----- Given records

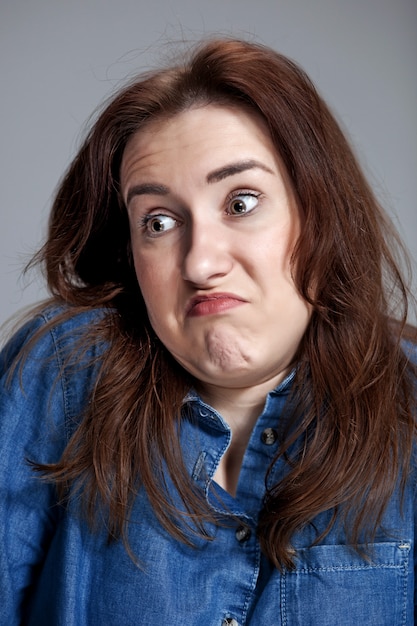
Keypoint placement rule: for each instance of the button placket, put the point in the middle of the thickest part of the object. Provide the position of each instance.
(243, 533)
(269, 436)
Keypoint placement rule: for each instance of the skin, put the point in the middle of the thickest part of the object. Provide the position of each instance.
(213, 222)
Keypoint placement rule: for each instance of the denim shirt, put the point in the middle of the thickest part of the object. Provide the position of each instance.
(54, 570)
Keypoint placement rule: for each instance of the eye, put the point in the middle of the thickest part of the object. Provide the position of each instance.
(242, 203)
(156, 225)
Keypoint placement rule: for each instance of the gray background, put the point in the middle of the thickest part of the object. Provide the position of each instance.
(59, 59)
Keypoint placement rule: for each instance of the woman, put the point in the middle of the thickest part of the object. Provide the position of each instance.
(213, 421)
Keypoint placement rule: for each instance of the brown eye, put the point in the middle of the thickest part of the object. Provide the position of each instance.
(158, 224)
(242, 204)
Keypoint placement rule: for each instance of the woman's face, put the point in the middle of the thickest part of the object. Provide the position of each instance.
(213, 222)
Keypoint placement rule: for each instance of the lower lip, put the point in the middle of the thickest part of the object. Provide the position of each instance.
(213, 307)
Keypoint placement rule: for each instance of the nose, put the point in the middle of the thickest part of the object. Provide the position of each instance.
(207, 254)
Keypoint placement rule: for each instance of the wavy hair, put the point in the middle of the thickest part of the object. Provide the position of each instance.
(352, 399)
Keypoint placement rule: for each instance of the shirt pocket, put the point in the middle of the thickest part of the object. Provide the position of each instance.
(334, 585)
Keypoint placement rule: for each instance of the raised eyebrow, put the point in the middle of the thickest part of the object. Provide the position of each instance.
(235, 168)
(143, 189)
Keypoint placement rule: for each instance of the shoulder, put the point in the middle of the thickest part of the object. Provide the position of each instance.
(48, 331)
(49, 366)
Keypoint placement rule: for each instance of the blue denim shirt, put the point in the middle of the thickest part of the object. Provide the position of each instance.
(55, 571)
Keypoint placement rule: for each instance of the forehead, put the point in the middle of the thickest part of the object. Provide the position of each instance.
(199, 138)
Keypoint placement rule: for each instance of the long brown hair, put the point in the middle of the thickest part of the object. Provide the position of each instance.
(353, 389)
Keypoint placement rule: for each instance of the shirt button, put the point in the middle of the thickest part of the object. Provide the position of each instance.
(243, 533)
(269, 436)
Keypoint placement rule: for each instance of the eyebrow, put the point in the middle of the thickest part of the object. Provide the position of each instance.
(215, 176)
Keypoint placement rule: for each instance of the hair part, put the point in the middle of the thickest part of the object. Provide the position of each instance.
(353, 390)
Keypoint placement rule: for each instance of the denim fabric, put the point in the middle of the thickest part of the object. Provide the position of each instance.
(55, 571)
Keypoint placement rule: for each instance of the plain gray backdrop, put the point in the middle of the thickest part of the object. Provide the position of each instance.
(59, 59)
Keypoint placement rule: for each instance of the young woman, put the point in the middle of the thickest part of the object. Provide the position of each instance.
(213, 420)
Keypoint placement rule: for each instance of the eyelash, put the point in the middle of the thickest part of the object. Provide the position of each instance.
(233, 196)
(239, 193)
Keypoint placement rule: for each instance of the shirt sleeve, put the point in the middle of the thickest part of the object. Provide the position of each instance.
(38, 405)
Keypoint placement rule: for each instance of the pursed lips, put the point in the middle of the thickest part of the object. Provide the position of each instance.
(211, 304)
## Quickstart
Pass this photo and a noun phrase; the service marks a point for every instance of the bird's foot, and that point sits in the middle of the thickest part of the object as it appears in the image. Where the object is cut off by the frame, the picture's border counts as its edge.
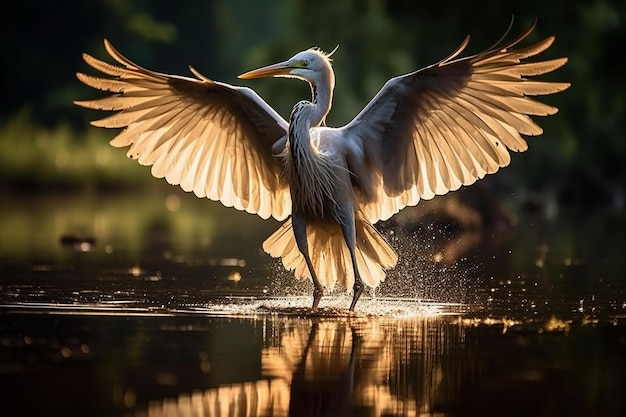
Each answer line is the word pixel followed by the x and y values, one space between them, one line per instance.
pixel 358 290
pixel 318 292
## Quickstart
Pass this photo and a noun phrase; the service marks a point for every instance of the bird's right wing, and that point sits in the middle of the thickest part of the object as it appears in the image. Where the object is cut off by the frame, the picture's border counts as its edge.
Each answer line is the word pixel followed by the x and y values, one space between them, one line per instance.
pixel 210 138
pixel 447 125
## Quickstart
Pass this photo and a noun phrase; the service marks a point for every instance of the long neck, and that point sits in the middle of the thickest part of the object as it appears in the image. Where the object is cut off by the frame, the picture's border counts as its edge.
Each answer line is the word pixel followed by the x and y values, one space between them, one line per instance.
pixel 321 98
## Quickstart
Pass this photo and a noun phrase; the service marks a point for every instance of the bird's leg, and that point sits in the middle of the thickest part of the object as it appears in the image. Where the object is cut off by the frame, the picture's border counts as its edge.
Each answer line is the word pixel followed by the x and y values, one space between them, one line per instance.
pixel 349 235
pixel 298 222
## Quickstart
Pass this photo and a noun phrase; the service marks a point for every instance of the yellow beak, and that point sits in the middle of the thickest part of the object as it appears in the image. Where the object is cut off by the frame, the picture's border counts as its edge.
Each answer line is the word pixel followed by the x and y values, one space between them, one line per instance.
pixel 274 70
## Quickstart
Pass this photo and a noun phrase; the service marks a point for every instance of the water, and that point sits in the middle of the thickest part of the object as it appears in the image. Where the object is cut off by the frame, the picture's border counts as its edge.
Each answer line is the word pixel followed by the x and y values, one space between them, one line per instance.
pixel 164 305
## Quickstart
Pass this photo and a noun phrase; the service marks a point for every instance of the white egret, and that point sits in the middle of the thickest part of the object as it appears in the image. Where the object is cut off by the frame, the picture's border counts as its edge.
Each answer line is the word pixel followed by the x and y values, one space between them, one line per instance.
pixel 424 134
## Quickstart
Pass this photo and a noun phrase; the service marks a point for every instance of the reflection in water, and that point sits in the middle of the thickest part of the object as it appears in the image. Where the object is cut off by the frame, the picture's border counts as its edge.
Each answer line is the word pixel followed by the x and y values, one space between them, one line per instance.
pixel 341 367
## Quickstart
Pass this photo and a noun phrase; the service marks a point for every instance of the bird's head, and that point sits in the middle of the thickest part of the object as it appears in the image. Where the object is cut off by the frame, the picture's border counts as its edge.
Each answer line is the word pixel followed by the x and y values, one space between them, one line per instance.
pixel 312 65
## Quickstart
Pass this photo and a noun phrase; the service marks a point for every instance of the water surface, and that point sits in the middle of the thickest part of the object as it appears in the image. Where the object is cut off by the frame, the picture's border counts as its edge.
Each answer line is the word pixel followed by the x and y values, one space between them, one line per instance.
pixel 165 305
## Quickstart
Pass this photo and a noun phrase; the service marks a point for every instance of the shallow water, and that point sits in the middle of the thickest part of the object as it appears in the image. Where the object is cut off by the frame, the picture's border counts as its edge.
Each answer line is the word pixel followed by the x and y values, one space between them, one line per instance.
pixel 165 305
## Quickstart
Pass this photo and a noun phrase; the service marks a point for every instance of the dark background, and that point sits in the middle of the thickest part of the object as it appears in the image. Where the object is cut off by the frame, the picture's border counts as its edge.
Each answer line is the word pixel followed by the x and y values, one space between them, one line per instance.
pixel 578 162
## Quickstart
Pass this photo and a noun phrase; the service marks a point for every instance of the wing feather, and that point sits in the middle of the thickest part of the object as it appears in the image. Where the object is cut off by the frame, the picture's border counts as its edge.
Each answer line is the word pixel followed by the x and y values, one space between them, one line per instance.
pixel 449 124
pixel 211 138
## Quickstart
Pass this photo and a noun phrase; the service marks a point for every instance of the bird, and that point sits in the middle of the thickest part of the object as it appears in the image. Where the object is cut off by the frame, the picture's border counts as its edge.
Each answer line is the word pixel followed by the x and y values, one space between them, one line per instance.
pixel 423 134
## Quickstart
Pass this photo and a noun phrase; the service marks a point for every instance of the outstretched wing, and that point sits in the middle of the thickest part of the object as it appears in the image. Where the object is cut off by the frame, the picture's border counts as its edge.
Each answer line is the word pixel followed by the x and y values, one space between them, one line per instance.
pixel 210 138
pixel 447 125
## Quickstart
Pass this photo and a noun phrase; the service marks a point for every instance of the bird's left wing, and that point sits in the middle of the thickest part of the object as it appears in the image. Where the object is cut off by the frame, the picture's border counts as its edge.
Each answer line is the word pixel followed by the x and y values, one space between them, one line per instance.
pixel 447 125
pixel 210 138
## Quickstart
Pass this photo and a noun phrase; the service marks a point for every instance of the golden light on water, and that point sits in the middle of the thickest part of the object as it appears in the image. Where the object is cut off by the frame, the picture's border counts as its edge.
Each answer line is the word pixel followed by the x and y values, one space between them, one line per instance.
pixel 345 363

----------
----- Given records

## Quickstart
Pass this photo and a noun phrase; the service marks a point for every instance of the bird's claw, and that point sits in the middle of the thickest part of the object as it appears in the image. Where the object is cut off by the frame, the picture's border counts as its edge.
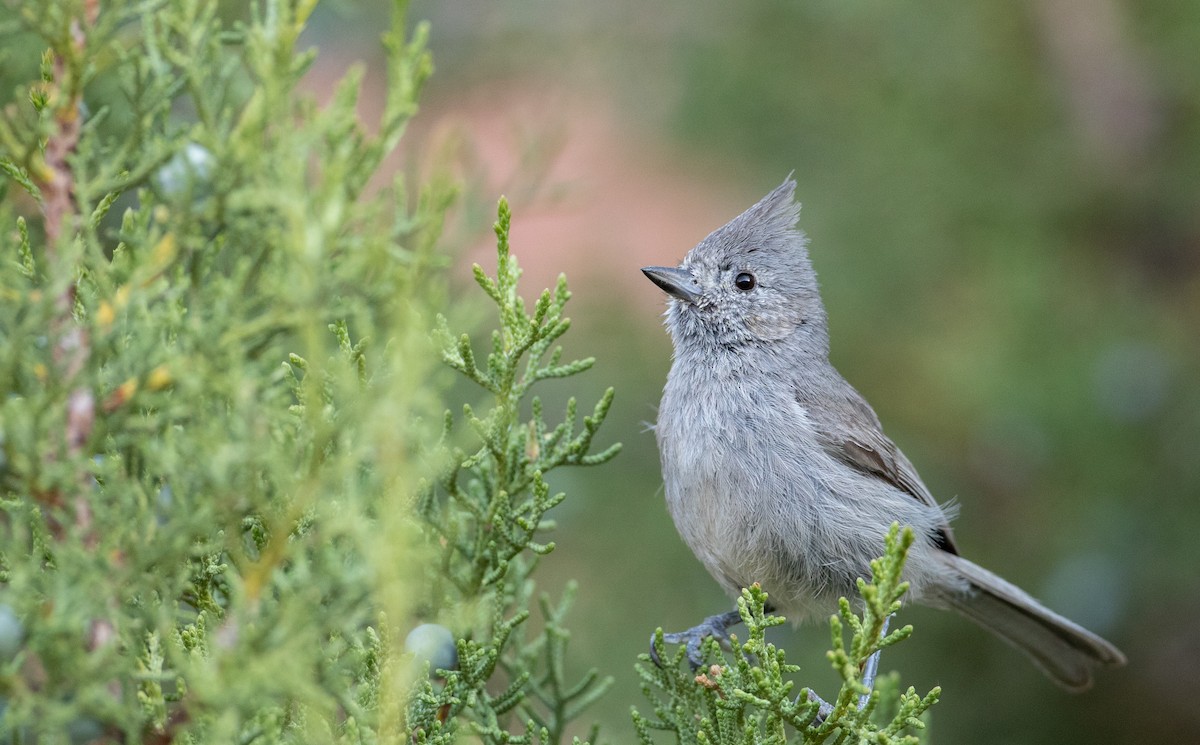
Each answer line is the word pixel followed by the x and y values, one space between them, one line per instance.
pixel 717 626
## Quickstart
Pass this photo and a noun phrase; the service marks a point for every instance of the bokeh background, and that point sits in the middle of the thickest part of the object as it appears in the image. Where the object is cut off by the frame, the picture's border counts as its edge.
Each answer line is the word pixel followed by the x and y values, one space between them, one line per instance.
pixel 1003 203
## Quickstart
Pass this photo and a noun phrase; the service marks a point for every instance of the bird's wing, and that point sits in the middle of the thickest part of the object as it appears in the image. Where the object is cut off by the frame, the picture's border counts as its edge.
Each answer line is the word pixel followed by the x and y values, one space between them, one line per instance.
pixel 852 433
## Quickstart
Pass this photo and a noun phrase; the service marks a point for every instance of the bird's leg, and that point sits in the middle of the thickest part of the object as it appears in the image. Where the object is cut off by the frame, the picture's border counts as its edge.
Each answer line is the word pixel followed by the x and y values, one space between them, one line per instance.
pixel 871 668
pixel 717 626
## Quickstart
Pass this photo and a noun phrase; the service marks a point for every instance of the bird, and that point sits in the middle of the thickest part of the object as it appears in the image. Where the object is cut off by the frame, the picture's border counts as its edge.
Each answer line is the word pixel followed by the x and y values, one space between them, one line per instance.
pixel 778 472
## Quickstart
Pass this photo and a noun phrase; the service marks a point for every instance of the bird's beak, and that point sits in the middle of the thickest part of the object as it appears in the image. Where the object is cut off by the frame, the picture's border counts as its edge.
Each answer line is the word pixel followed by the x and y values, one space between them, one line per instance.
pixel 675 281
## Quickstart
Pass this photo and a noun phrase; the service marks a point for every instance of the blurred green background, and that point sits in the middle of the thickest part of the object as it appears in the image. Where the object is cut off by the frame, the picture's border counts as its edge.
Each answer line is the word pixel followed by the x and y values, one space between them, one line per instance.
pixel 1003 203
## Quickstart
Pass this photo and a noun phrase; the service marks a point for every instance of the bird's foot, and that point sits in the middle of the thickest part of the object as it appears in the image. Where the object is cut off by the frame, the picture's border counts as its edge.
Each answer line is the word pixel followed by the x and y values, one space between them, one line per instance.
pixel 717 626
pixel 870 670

----------

**What you have to do:**
Wherever the word "water" shows up in the material, copy the line it is on.

**Written answer:**
Pass this photo and a noun phrase; the service marks a point for every instance of the water, and that point sits in the middle of the thickest part of the object as it appears in the image. Where the object is cut off by the frame, the picture's border counts as its edge.
Pass this photo and a noun phrase; the service marks a point for every instance of the reflection in water, and that point sits in the middle of the thickest part of the object as it appears in the image. Where the object is cut off by the frame, the picture's border counts as its edge.
Pass this photo and a noun phrase; the service marks a point for every instance of the water surface, and that point sits in the middle of the thickest part of the object as it appears in the image. Where the object is cut off by the frame, the picture's border counts as its edge.
Pass this photo and a noun phrase; the service marks a point for every instance of the shallow water, and that point sits in the middle of the thickest part of the object as it appears in the image. Where the object is cut off by the frame, the picture's border counts as its edge.
Pass this photo and a noun phrase; the service marks a point for every instance of the golden light on water, and that point sits in the middle of the thickest part of the object as it appears in the image. Where the object is cut off by the frame, the picture's border counts as its edge.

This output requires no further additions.